§ EXTRACTED TEXT:
Flooding: How to prepare for life-threatening extreme flood events

CHICAGO (WLS) -- Flooding is the number one severe weather killer nationwide, and the Midwest is no stranger to extreme flooding events.

Major flash flooding and record-setting rainfall most recently hit the Chicago-area in May 2020. In just four days, more than 7 inches of rain fell, contributing to major flooding on roadways. On Lower Wacker Drive, several people and trapped motorists had to be rescued by boat. The Chicago River rose high enough that the Metropolitan Water Reclamation District had to reverse the flow to Lake Michigan.

May 2020 was the wettest May in Chicago history, with 9.5 inches of rainfall. It was also the third consecutive year with record rainfall in May. Additionally, two of the last five years overall were some of our wettest on record.

Extreme flooding events in the Midwest have increased in frequency and intensity, and are projected to increase through this century. Senior Service Hydrologist W. Scott Lincoln with National Weather Service Chicago has been tracking this data for years.

"We have definitely seen a change in the rainfall and the precipitation over the last several decades," Lincoln said. "So, if we look back to 1950 versus to today, we have about a 10% to 20 % increase in Northern Illinois. Why that doesn't seem like a big deal, just a small amount can change the water balance. And can change how much water ends up in our rivers, so that 10% to 20% increase has led to a 50% to a 100% increase in the average flow in rivers in Illinois."

Intense rain and thunderstorm events play a huge factor in river flooding. April 2013 brought one of the worst flooding episodes to Chicago and Northern Illinois. The massive rainstorm dumped 5 to 9 inches of rain in just two days. Area rivers reached record levels in many locations. The floods destroyed homes, businesses and caused numerous power outages. Intense, prolonged rain events are the grounds for major flooding. When there is too much rain or it happens too fast, there is nowhere for it to go.

(Recorded data)
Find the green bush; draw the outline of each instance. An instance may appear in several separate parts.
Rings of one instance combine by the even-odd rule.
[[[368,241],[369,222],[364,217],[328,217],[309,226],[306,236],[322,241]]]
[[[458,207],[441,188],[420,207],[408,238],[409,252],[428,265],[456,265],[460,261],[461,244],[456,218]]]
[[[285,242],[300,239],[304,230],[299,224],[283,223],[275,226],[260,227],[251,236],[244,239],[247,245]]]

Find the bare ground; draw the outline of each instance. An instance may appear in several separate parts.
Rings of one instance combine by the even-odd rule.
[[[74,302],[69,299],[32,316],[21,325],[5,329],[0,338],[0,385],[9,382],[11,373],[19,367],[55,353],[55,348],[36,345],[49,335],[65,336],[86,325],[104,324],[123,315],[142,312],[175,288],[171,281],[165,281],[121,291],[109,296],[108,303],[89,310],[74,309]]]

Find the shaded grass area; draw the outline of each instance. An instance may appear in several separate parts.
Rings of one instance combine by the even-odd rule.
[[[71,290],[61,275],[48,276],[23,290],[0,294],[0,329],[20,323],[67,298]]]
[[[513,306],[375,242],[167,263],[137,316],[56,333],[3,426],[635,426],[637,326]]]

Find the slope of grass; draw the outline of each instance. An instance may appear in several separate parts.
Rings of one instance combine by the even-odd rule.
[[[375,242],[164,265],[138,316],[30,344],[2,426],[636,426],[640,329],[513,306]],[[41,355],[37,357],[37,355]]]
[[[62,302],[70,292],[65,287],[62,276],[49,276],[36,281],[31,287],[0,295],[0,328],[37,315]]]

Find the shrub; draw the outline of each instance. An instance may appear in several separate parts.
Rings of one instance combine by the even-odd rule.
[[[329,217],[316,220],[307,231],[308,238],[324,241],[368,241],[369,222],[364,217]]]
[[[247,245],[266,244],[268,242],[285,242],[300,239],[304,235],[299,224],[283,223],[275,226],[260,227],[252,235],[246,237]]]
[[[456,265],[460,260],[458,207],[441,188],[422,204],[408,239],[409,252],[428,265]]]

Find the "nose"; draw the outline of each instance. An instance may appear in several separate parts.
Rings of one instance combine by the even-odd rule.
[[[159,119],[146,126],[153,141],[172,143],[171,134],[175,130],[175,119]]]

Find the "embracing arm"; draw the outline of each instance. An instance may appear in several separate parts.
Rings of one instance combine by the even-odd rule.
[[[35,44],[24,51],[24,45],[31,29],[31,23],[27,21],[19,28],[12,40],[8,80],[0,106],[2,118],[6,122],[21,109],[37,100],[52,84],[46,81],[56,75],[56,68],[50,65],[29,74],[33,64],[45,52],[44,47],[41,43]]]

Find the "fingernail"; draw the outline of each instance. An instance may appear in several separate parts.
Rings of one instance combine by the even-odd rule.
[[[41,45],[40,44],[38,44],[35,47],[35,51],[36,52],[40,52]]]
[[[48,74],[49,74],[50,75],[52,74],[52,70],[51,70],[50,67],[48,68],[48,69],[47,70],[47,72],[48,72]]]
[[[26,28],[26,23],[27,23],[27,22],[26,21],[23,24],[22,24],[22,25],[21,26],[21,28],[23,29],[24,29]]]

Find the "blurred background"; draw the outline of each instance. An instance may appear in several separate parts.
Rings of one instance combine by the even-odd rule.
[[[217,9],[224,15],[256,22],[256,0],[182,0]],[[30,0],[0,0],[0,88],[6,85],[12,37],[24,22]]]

§ TO BE DONE:
(1) Answer these questions using the flooding article.
(a) How many inches of rain fell in Chicago in May 2020?
(b) Which agency had to reverse the Chicago River's flow to Lake Michigan?
(c) How much rain did the April 2013 storm drop in two days?
(2) Reproduce the stretch of the flooding article from "May 2020 was" through "wettest on record.".

§ ANSWER SET:
(1)
(a) 9.5 inches
(b) The Metropolitan Water Reclamation District
(c) 5 to 9 inches

(2)
May 2020 was the wettest May in Chicago history, with 9.5 inches of rainfall. It was also the third consecutive year with record rainfall in May. Additionally, two of the last five years overall were some of our wettest on record.